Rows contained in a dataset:
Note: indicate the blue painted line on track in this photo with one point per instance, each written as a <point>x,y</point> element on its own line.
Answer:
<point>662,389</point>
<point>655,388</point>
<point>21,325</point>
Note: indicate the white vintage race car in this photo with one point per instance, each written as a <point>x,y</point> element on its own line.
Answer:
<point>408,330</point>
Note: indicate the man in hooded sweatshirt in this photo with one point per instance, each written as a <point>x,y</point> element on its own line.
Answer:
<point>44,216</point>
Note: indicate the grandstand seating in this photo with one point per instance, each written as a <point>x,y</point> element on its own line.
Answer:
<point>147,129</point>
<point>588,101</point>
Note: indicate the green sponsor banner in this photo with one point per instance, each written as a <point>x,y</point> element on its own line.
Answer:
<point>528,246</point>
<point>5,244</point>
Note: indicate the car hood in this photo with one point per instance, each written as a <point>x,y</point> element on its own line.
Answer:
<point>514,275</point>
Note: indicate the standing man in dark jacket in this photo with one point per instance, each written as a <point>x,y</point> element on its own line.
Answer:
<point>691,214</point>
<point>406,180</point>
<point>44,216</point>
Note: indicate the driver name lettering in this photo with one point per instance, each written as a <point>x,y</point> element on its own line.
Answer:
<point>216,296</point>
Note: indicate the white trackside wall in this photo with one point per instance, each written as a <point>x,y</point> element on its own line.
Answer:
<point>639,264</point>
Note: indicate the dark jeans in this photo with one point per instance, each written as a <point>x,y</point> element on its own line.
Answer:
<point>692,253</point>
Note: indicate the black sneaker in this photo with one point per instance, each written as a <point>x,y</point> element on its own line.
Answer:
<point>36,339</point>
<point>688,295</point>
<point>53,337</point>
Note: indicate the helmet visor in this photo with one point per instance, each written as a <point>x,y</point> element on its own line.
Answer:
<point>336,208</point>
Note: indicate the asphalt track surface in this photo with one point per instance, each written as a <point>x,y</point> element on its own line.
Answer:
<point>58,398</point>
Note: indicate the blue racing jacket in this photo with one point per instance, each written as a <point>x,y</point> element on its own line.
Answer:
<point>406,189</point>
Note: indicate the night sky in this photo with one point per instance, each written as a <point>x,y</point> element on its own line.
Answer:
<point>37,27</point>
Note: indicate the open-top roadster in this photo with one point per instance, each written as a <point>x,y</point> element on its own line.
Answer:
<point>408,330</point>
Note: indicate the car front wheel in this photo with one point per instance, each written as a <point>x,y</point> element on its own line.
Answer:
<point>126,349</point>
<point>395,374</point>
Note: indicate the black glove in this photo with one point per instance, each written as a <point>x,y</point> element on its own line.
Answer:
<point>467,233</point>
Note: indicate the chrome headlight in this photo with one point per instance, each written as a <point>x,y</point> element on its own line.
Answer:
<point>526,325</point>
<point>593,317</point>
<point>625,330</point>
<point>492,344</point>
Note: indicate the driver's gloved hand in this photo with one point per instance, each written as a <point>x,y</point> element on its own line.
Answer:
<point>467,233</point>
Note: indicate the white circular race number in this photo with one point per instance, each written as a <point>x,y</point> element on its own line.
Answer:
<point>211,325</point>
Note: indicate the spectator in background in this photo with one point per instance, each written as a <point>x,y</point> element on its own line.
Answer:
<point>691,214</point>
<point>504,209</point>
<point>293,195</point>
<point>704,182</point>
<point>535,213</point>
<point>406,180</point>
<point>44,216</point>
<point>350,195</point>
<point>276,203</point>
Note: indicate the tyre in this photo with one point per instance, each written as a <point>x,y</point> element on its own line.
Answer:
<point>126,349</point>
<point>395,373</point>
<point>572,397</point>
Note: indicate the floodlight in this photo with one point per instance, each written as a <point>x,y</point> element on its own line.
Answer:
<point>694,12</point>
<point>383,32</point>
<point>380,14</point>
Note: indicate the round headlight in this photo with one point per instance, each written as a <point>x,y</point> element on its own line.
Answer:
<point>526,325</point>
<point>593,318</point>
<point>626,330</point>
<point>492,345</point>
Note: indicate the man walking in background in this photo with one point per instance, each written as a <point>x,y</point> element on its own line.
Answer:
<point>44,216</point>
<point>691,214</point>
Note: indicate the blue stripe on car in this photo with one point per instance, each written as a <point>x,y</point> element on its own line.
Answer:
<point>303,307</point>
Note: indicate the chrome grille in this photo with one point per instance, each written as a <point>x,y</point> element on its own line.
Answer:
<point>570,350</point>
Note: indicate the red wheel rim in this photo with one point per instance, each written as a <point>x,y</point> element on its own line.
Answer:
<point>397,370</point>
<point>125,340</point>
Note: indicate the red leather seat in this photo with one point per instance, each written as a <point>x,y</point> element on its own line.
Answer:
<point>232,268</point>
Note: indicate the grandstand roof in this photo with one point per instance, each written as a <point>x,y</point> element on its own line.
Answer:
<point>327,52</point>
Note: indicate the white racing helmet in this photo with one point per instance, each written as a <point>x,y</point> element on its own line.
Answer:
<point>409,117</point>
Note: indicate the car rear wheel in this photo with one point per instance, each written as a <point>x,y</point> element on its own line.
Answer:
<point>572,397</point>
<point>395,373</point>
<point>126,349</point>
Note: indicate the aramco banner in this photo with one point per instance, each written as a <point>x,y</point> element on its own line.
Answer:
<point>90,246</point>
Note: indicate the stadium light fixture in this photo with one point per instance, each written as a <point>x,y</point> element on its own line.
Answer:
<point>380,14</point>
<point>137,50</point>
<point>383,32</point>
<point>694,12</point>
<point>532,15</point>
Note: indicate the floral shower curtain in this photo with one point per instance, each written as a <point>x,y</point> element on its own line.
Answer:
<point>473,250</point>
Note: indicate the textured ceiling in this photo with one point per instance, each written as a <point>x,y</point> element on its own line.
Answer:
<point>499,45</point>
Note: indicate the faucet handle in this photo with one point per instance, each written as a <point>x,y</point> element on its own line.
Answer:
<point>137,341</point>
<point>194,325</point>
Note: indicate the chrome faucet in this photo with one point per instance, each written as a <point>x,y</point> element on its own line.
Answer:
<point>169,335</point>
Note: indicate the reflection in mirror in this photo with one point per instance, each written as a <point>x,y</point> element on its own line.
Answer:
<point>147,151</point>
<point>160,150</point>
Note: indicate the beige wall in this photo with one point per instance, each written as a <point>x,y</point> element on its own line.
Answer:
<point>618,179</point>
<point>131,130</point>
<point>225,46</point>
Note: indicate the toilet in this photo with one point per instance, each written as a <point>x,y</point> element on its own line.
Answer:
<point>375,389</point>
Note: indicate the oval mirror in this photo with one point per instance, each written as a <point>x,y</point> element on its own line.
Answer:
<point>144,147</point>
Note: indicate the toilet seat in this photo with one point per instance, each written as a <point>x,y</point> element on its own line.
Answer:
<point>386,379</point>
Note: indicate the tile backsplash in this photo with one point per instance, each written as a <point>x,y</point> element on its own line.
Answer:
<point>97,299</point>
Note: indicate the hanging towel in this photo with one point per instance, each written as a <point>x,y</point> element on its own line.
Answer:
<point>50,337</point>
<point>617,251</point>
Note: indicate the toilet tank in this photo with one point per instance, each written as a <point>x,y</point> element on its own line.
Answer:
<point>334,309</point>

**INSTRUCTION**
Can you quote all of the rows above word for word, leaving nothing out and changing nothing?

**WRITTEN ANSWER**
Note: indicate the blue painted line on track in this photo with one point per instance, each written as a <point>x,y</point> element on its own line.
Answer:
<point>662,389</point>
<point>655,388</point>
<point>21,325</point>
Note: indicate the white vintage race car in this photo with one point per instance, each written as a <point>x,y</point> element on its own line.
Answer:
<point>408,330</point>
Note: indicate the man in hooded sweatshirt in this photo with one point per instance, each written as a <point>x,y</point> element on its own line.
Answer:
<point>44,216</point>
Note: indicate the grandstand seating in this photo with one point per instance, each written as a <point>x,y</point> element on its own line.
Answer:
<point>147,129</point>
<point>588,101</point>
Note: indicate the green sponsor banner in this photo with one point per instance, each written as a <point>x,y</point> element on its own line.
Answer:
<point>528,246</point>
<point>5,244</point>
Note: indicate the car hood in this photo with one point per instance, each written as a <point>x,y</point> element on its own line.
Answer:
<point>514,275</point>
Note: indicate the standing man in dark jacket in this photo with one point per instance, each written as a <point>x,y</point> element on its own line.
Answer:
<point>691,214</point>
<point>406,180</point>
<point>44,216</point>
Note: indicate the driver name lettering in this photo with one point per instance, each written as a <point>x,y</point> element on its own line.
Answer:
<point>216,296</point>
Note: indicate the white trackside wall in this photo with one point per instance, each written as a <point>x,y</point> element on its own line.
Answer:
<point>639,264</point>
Note: indicate the dark jeans in this photo with one point per instance, each written as a <point>x,y</point> element on its own line.
Answer:
<point>692,253</point>
Note: indicate the black sneaker in this photo with one point per instance, each written as a <point>x,y</point> element on its own line.
Answer:
<point>36,339</point>
<point>688,295</point>
<point>53,337</point>
Note: indicate the helmet visor in this photo with one point per instance, each written as a <point>x,y</point> element on its own line.
Answer:
<point>336,208</point>
Note: indicate the asphalt track surface in this photo with one point per instance, each written as a <point>x,y</point> element on its own line.
Answer:
<point>58,398</point>
Note: indicate the blue racing jacket in this photo with one point per instance, each written as a <point>x,y</point> element on its own line.
Answer:
<point>406,189</point>
Note: indicate the night sky in this photo with one point per instance, each written as a <point>x,y</point> element on its own line.
Answer:
<point>37,27</point>
Note: indicate the open-top roadster in this photo with one point per instance, each written as a <point>x,y</point> element on its own line.
Answer:
<point>408,330</point>
Note: indicate the car front wheel in this photo with one point per instance, each written as a <point>x,y</point> element on its own line.
Answer:
<point>126,349</point>
<point>395,374</point>
Note: indicate the black glove in this photo with one point per instance, each written as a <point>x,y</point> element on its own line.
Answer:
<point>467,233</point>
Note: indicate the chrome headlight in this photo with one point per instance, each written as a <point>x,y</point> element on its own line.
Answer:
<point>526,325</point>
<point>593,317</point>
<point>625,330</point>
<point>492,344</point>
Note: indicate the driver's gloved hand in this photo with one point per instance, each written as a <point>x,y</point> element on its own line.
Answer:
<point>467,233</point>
Note: indicate the white circular race number in this photo with one point per instance, each written as a <point>x,y</point> element on its own line.
Answer:
<point>211,325</point>
Note: indicate the spectator in background in this photo with one point per instance, each written as a <point>x,y</point> element on its own line.
Answer:
<point>691,214</point>
<point>504,209</point>
<point>293,195</point>
<point>704,182</point>
<point>535,213</point>
<point>406,180</point>
<point>44,216</point>
<point>350,195</point>
<point>276,203</point>
Note: indicate the tyre in this photo with one point per instance, each written as a <point>x,y</point> element on its own line.
Answer:
<point>126,349</point>
<point>395,373</point>
<point>572,397</point>
Note: indicate the floodlight in this photo with one point per instance, each written as a <point>x,y</point> element on its own line.
Answer:
<point>694,12</point>
<point>383,32</point>
<point>380,14</point>
Note: indicate the round headlight in this photo with one point per instance, each written as a <point>x,y</point> element on its own line.
Answer:
<point>526,325</point>
<point>593,318</point>
<point>626,330</point>
<point>492,345</point>
Note: indicate the man walking in background in this photo with one point per instance, each written as a <point>x,y</point> element on its own line.
Answer:
<point>44,216</point>
<point>691,214</point>
Note: indicate the blue stripe on car in this photo with one point per instance, each written as a <point>x,y</point> element on its own line.
Answer:
<point>303,307</point>
Note: indicate the chrome grille in this photo with one point per instance, each written as a <point>x,y</point> element on its own line.
Answer:
<point>570,350</point>
Note: indicate the red wheel rim in this photo with one point per instance, each written as a <point>x,y</point> element on its own line.
Answer:
<point>397,370</point>
<point>125,340</point>
Note: indicate the red leather seat in this photo with one point per instance, each written as a <point>x,y</point> element on its own line.
Answer:
<point>232,268</point>
Note: indicate the grandstand roof in this photo with one point per instance, each written as a <point>x,y</point> element on its own line.
Answer:
<point>327,52</point>
Note: indicate the white racing helmet in this photo with one point per instance, each written as a <point>x,y</point> element on its own line.
Answer:
<point>409,117</point>
Note: indicate the car rear wheel in this photo with one point per instance, each written as a <point>x,y</point> element on its own line.
Answer:
<point>572,397</point>
<point>395,373</point>
<point>126,349</point>
Note: indicate the aramco banner in this photo with one point per instance, each written as a <point>x,y</point> element on its own line.
Answer:
<point>90,246</point>
Note: indicate the stadium light fixture in this photo with one point per instance, each written as a <point>x,y</point> element on its own line.
Answer:
<point>380,14</point>
<point>137,50</point>
<point>383,32</point>
<point>694,12</point>
<point>532,15</point>
Note: indicate the floral shower curtain in this photo with one point per instance, each written as a <point>x,y</point> element on its own line.
Answer:
<point>473,250</point>
Note: indicate the textured ceiling in this photo with one point per instance, each written as a <point>x,y</point> element on its own line.
Answer:
<point>499,45</point>
Note: indicate the faucet handle in this photo with one point per instance, each written as a <point>x,y</point> element on its own line.
Answer:
<point>137,341</point>
<point>194,325</point>
Note: indicate the chrome faucet in this photo with one point per instance, each written as a <point>x,y</point> element on its own line.
Answer:
<point>169,335</point>
Note: indicate the reflection in mirror in this photo with one point per instance, each written as a <point>x,y</point> element on its own line.
Answer:
<point>147,151</point>
<point>160,150</point>
Note: indicate the beige wall in this photo with one point per instance, each written as a <point>x,y</point> element on its own line.
Answer:
<point>618,179</point>
<point>131,130</point>
<point>225,46</point>
Note: indicate the toilet in this photo with one point per instance, each written as a <point>x,y</point> element on its own line.
Answer:
<point>375,389</point>
Note: indicate the oval mirror in this photo with one point per instance, each written as a <point>x,y</point> element on its own line.
Answer:
<point>144,147</point>
Note: indicate the toilet seat in this photo with one point per instance, each written as a <point>x,y</point> element on its own line.
Answer:
<point>386,379</point>
Note: indicate the tile backsplash in this photo with one point per instance, each written as a <point>x,y</point> element on its own line.
Answer:
<point>97,299</point>
Note: indicate the hanging towel in this photo with one point per instance, each written as a <point>x,y</point> element on its own line.
Answer:
<point>50,337</point>
<point>617,251</point>
Note: indicate the toilet tank in this photo with one point per instance, each written as a <point>x,y</point> element on its own line.
Answer:
<point>334,309</point>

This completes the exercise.